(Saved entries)
━━━

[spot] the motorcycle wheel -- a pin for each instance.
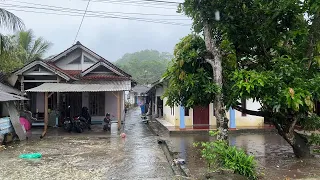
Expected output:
(79, 129)
(67, 127)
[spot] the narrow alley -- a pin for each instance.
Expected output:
(90, 156)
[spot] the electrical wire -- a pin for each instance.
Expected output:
(101, 16)
(69, 10)
(136, 3)
(84, 14)
(104, 12)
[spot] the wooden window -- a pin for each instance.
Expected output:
(172, 111)
(213, 111)
(244, 106)
(52, 101)
(186, 111)
(97, 103)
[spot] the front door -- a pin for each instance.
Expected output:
(201, 117)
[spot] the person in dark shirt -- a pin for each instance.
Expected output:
(107, 123)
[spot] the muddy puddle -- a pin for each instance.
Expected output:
(274, 156)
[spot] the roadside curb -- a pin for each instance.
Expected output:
(180, 171)
(206, 132)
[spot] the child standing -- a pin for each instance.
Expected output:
(107, 123)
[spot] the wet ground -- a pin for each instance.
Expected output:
(274, 156)
(104, 155)
(91, 155)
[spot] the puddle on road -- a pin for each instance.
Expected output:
(273, 155)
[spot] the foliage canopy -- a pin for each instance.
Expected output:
(271, 53)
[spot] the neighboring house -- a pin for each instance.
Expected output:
(199, 117)
(76, 77)
(8, 110)
(138, 95)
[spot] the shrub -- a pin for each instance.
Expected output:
(314, 139)
(218, 154)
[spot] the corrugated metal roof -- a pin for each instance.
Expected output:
(10, 97)
(9, 89)
(66, 87)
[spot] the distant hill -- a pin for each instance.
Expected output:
(145, 66)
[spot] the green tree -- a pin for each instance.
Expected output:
(269, 51)
(8, 58)
(9, 22)
(30, 48)
(145, 66)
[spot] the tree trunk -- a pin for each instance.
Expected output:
(300, 146)
(216, 63)
(298, 142)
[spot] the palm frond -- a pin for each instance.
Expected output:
(10, 21)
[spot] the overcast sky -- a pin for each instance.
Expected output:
(111, 38)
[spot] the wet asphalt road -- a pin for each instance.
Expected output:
(90, 155)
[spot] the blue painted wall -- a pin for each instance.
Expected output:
(232, 118)
(182, 120)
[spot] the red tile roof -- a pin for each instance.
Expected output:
(103, 77)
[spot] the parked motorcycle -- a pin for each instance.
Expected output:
(77, 123)
(83, 121)
(68, 122)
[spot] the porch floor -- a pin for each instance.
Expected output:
(96, 130)
(171, 128)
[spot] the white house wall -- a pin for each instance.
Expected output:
(111, 104)
(241, 121)
(249, 120)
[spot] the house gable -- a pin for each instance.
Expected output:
(102, 68)
(40, 68)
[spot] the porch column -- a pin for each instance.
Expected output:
(58, 95)
(182, 115)
(156, 106)
(119, 111)
(22, 90)
(152, 106)
(232, 118)
(14, 118)
(46, 118)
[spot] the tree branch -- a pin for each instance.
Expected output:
(255, 113)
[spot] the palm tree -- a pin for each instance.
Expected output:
(31, 48)
(11, 22)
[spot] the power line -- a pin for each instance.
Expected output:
(104, 12)
(104, 17)
(155, 2)
(69, 10)
(84, 14)
(135, 3)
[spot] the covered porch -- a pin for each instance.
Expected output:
(54, 98)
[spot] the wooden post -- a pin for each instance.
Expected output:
(14, 118)
(22, 90)
(119, 111)
(46, 118)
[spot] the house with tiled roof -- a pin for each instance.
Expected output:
(76, 77)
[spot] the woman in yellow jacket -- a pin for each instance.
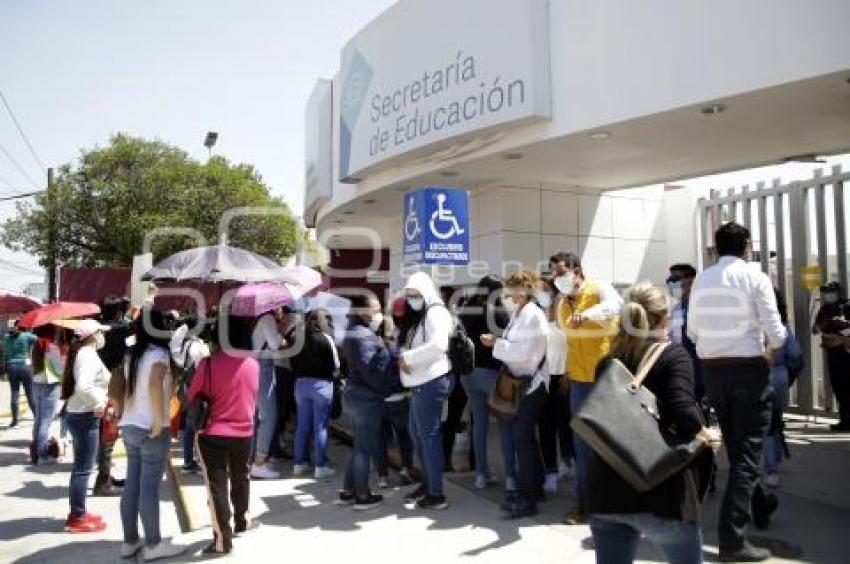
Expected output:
(587, 313)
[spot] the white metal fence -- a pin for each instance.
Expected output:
(794, 225)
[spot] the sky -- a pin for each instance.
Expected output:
(76, 72)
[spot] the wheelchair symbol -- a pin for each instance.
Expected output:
(444, 215)
(411, 223)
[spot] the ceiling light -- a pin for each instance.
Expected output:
(600, 135)
(714, 109)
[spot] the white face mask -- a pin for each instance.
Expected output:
(675, 289)
(375, 324)
(544, 299)
(566, 283)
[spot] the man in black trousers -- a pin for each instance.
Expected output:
(732, 310)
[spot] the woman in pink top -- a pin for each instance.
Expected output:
(230, 383)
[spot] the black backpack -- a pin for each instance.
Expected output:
(461, 351)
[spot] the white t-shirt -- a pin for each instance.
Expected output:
(91, 382)
(266, 335)
(137, 409)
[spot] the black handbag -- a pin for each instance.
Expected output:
(336, 399)
(620, 421)
(200, 407)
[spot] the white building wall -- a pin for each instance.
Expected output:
(620, 235)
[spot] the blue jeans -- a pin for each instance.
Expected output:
(146, 459)
(478, 386)
(779, 399)
(578, 393)
(395, 415)
(188, 439)
(266, 407)
(426, 410)
(617, 536)
(85, 430)
(365, 408)
(45, 398)
(19, 375)
(313, 398)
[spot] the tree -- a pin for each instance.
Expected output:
(111, 197)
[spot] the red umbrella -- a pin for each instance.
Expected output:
(15, 304)
(58, 310)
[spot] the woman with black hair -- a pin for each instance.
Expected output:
(146, 435)
(228, 380)
(483, 314)
(315, 367)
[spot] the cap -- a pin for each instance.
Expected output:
(89, 327)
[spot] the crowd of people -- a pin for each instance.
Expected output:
(257, 391)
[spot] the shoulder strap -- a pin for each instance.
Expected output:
(333, 351)
(649, 360)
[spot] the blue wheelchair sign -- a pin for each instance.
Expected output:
(436, 226)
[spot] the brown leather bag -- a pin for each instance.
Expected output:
(507, 395)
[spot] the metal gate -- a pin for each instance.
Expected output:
(795, 225)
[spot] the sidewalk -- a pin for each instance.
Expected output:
(300, 522)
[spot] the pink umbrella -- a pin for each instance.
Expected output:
(253, 300)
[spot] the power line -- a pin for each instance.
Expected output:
(21, 131)
(20, 195)
(18, 166)
(22, 269)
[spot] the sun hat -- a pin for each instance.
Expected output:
(89, 327)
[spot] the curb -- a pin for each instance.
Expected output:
(188, 515)
(185, 512)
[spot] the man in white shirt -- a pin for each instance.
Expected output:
(732, 309)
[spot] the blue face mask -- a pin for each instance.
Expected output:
(416, 304)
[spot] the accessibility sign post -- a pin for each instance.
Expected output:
(435, 227)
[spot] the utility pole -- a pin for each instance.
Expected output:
(51, 238)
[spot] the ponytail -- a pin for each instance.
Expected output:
(644, 311)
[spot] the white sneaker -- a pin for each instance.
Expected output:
(264, 472)
(131, 549)
(551, 483)
(300, 469)
(163, 550)
(324, 473)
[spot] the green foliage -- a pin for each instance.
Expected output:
(111, 197)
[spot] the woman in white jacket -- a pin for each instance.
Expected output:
(426, 370)
(84, 386)
(522, 348)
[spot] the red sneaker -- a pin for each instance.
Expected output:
(86, 524)
(87, 516)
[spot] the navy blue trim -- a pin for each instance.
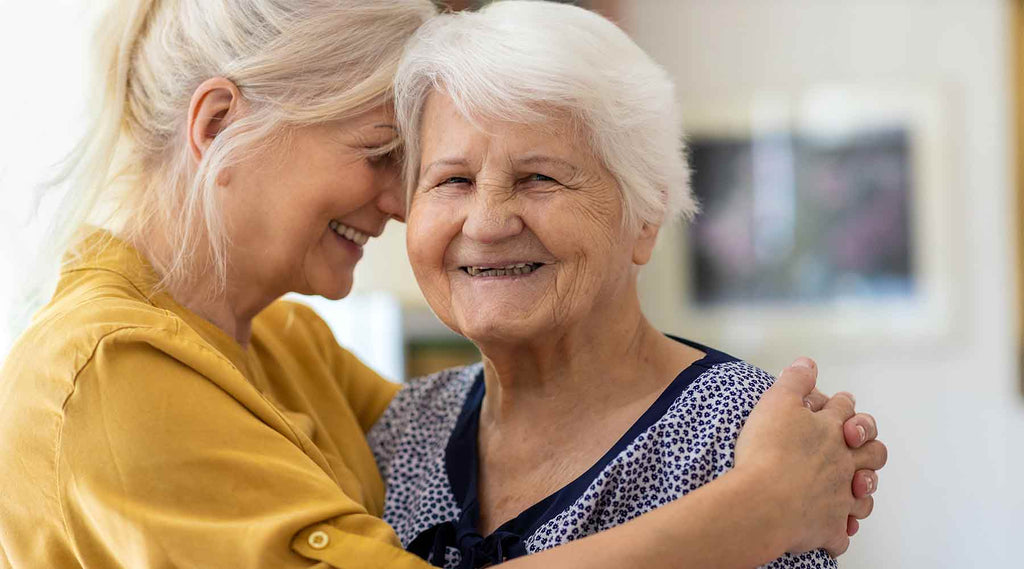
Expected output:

━━━

Transcribe all records verbatim and omit each image.

__OUTPUT FOR THIS TASK__
[spot] the motorcycle wheel -- a pin for each instance.
Expected output:
(79, 129)
(67, 127)
[spot] the narrow alley -- a pin for each instance.
Expected output:
(90, 156)
[spot] the electrical wire -- a pin for each instance.
Expected output:
(101, 16)
(69, 10)
(136, 3)
(84, 14)
(104, 12)
[spot] the wooden window -- a pin for each instance.
Expected output:
(172, 111)
(213, 111)
(244, 106)
(52, 101)
(186, 111)
(97, 103)
[spot] the front door -- a pin for each instance.
Expected output:
(201, 117)
[spot] the person in dark shirt -- a pin for each instance.
Expected output:
(107, 123)
[spot] the muddy puddle -- a pin for each instance.
Expected output:
(274, 156)
[spot] the roadside curb -- a pin for each instance.
Expected output:
(180, 171)
(206, 132)
[spot] the child standing -- a pin for each instance.
Expected output:
(107, 123)
[spot] the wet ground -- a pin for each instance.
Expected output:
(274, 156)
(104, 155)
(91, 155)
[spot] the puddle on road -- a pin for each instance.
Expected output:
(273, 155)
[spot] the foliage canopy -- a pin for each instance.
Expected output:
(271, 53)
[spot] the neighboring house -- a pin for each instance.
Expected output:
(199, 117)
(76, 77)
(8, 110)
(138, 95)
[spot] the shrub -- a pin for each instance.
Expected output:
(314, 139)
(218, 154)
[spot] the corrugated metal roof -- a pin for each instance.
Expected output:
(10, 97)
(9, 89)
(66, 87)
[spot] the distant hill -- a pin for each instance.
Expected output:
(145, 66)
[spot] the green tree -- a pin for each instance.
Expected output:
(269, 51)
(8, 58)
(9, 22)
(30, 48)
(145, 66)
[spot] the tree trunk -- a pin for each instance.
Expected output:
(300, 146)
(216, 63)
(298, 142)
[spot] the palm frond -- a pin for each instance.
Expected output:
(10, 21)
[spot] the overcast sky -- a pin for each instance.
Expected output:
(111, 38)
[spot] the wet asphalt road -- a pin for each instance.
Expected output:
(90, 155)
[spot] the blue painted wall -- a pin for each instance.
Expected output:
(232, 118)
(182, 120)
[spot] the red tile roof -- a pin for each instance.
Expected output:
(103, 77)
[spot] the parked motorcycle -- a pin for each instance.
Expected output:
(77, 123)
(83, 121)
(68, 122)
[spot] the porch floor -- a pin for each instance.
Expected output:
(96, 130)
(171, 128)
[spot] the white house wall -- a pin for each instance.
Expected output:
(111, 104)
(241, 121)
(249, 120)
[spot] the house gable -- a pin for each instance.
Expected output:
(102, 68)
(40, 68)
[spot] the porch column -- a pin for each instance.
Expected output:
(58, 95)
(182, 115)
(156, 106)
(119, 111)
(22, 90)
(152, 106)
(232, 118)
(14, 118)
(46, 118)
[spot] the tree branch -- a pin for each instance.
Expected output:
(255, 113)
[spot] the palm tree -- a pin for each instance.
Expected output:
(31, 48)
(11, 22)
[spot] the power line -- a pin for each instance.
Expected output:
(104, 12)
(104, 17)
(155, 2)
(69, 10)
(84, 14)
(135, 3)
[spot] the covered porch -- a pin for each instance.
Expected output:
(54, 98)
[spot] the wooden post -- a pin for each instance.
Expected output:
(14, 118)
(22, 90)
(119, 111)
(46, 118)
[spot] the house with tiled roof -- a pin for each instance.
Expected output:
(76, 77)
[spot] the woman in yellow jacket -- a pin for each instance.
Expected output:
(587, 313)
[spot] the white metal fence -- a pin for each instance.
Expected output:
(794, 225)
[spot] the sky -- a pin for each instance.
Expected output:
(76, 72)
[spot] the wheelchair symbol -- a pin for each instance.
Expected output:
(444, 215)
(411, 223)
[spot] the ceiling light -- a pin for each instance.
Expected output:
(600, 135)
(714, 109)
[spot] the white face mask -- a pin for each instance.
Expected output:
(675, 289)
(375, 324)
(544, 299)
(566, 283)
[spot] the man in black trousers -- a pin for each instance.
Expected output:
(732, 310)
[spot] the woman in pink top -- a pin for each instance.
Expected output:
(230, 383)
[spot] the black backpack -- a pin for each instance.
Expected output:
(461, 351)
[spot] the white t-shirt -- a pin for each instance.
Expected output:
(91, 382)
(266, 335)
(137, 409)
[spot] the black handbag -- a pin for each instance.
Expected output:
(336, 399)
(620, 421)
(200, 407)
[spot] the white building wall -- a pin for each instance.
Expected output:
(620, 235)
[spot] the blue jeans -- a pin for each instance.
Expected output:
(146, 459)
(478, 386)
(779, 399)
(578, 393)
(395, 415)
(188, 439)
(266, 407)
(426, 410)
(617, 536)
(85, 430)
(365, 408)
(45, 398)
(19, 375)
(313, 398)
[spot] the tree -- a pin for each instance.
Expected output:
(111, 197)
[spot] the red umbrella -- a pin for each instance.
Expected output:
(15, 304)
(58, 310)
[spot] the woman with black hair -- a pin for each instance.
Expected output:
(146, 435)
(228, 380)
(483, 314)
(315, 367)
[spot] the cap -- a pin for each instance.
Expected output:
(89, 327)
[spot] the crowd of people -- a pin for each instance.
Expected output:
(257, 391)
[spot] the shoulder strap -- a pin for each instance.
Expected output:
(333, 351)
(649, 360)
[spot] the blue wheelchair sign -- a pin for each instance.
Expected output:
(436, 226)
[spot] the brown leather bag -- a pin for each instance.
Expected output:
(507, 395)
[spot] the metal gate -- a pin for each instance.
Expected output:
(795, 225)
[spot] the sidewalk -- a pin for each instance.
Expected output:
(300, 522)
[spot] the pink umbrella -- a pin for each instance.
Expected output:
(253, 300)
[spot] the power line -- a pin for each instance.
Expected output:
(21, 131)
(20, 195)
(18, 166)
(22, 269)
[spot] the sun hat -- a pin for each instance.
Expected output:
(89, 327)
[spot] the curb -- a pin for each instance.
Expected output:
(188, 515)
(185, 512)
[spot] the man in white shirt -- a pin for each instance.
Expected output:
(732, 309)
[spot] the blue face mask -- a pin for each instance.
Expected output:
(416, 304)
[spot] the accessibility sign post -- a pin for each instance.
Expected output:
(435, 227)
[spot] the utility pole -- a pin for each instance.
Expected output:
(51, 238)
[spot] the ponytail -- a pin for each instance.
Expected output:
(644, 311)
[spot] the white sneaker -- a pin for each instance.
Expected output:
(264, 472)
(131, 549)
(551, 483)
(300, 469)
(163, 550)
(324, 473)
[spot] the green foliage -- a pin for each instance.
Expected output:
(111, 197)
[spot] the woman in white jacket -- a pin for each instance.
Expected output:
(426, 370)
(84, 386)
(522, 348)
[spot] the red sneaker -- a pin for each instance.
Expected output:
(86, 524)
(87, 516)
[spot] the navy blue trim -- a pin for each instance.
Expected output:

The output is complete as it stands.